**Directives**:
• A. Return the stretch of the CSS post from "That is all" through "sooner or later.", word for word.
• B. According to the CSS post, to how many properties may CSS 3 drive the count?

---- Document section

The CSS Problem
Post from November 12, 2012 (↻ August 16, 2013), reflecting Jens the Web Developer.
CSS is growing too large while CSS 2 has not nearly been understood by authors. This non-sustainable growth is a big problem for CSS.
What’s indicative of this problem? CSS 2 includes about 120 properties, but CSS 3 may drive this to more than 270. Then, authors make generous use of boilerplates and resets and variables (through LESS, SASS, or Closure Stylesheets), but they don’t even master selector grouping (seriously).
If I had one wish, the CSS Working Group focused only on critical features. If I had another one, the web developer community focused more on the optimal use of style sheets.
That is all I have to say about CSS these days. (Almost. I don’t publish much anymore, but if I do, I like to do it on Google+.)
On November 13, 2012, 0:10 CET, BoltClock said:
CSS 2 includes about 120 properties
Heh… and authors think at least half of those properties are new to CSS3
Unfortunately, I guess this is one of those “unavoidable problems” that’s bound to plague a Web-based technology. I too wish we could give people a stronger foundation in the “base” CSS2, but realistically for the accelerated growth of the Web that’s simply not going to work. Plus new people are jumping on the bandwagon every day. The line is surely going to be blurred between CSS2 and CSS post-level-2 sooner or later.

--------
---- Entries shown

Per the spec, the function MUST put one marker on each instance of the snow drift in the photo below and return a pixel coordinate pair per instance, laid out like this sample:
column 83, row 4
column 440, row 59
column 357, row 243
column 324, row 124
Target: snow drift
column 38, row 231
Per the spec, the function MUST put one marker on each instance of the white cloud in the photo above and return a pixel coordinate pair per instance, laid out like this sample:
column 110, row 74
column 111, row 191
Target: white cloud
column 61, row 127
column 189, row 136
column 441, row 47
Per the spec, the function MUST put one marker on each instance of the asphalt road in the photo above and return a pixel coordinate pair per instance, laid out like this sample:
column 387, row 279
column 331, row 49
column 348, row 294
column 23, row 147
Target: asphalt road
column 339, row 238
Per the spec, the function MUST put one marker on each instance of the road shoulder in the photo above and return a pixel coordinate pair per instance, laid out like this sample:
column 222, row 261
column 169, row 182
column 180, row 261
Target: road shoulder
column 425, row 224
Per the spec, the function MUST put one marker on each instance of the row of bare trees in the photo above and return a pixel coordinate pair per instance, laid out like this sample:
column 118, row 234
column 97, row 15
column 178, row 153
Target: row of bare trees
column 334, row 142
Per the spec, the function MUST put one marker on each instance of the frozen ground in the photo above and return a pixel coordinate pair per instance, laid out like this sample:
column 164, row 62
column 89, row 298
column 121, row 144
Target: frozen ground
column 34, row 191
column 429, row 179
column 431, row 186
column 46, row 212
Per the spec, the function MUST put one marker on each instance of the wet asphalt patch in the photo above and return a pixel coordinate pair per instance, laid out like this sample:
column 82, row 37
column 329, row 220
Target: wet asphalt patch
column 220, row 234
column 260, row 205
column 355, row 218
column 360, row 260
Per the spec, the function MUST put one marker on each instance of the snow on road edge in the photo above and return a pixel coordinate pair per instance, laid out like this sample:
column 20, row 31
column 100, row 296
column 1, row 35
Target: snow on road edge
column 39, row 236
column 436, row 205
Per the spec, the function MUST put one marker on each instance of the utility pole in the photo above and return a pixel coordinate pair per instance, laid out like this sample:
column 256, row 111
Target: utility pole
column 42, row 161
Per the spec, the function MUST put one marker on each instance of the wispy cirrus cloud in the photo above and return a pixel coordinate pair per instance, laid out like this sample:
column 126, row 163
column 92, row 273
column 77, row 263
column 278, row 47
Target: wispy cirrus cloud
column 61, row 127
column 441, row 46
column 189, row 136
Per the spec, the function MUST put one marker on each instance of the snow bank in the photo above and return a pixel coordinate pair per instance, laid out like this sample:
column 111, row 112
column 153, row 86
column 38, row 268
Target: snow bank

--------

**Response list**:
• A.
That is all I have to say about CSS these days. (Almost. I don’t publish much anymore, but if I do, I like to do it on Google+.)
On November 13, 2012, 0:10 CET, BoltClock said:
CSS 2 includes about 120 properties
Heh… and authors think at least half of those properties are new to CSS3
Unfortunately, I guess this is one of those “unavoidable problems” that’s bound to plague a Web-based technology. I too wish we could give people a stronger foundation in the “base” CSS2, but realistically for the accelerated growth of the Web that’s simply not going to work. Plus new people are jumping on the bandwagon every day. The line is surely going to be blurred between CSS2 and CSS post-level-2 sooner or later.

• B. More than 270.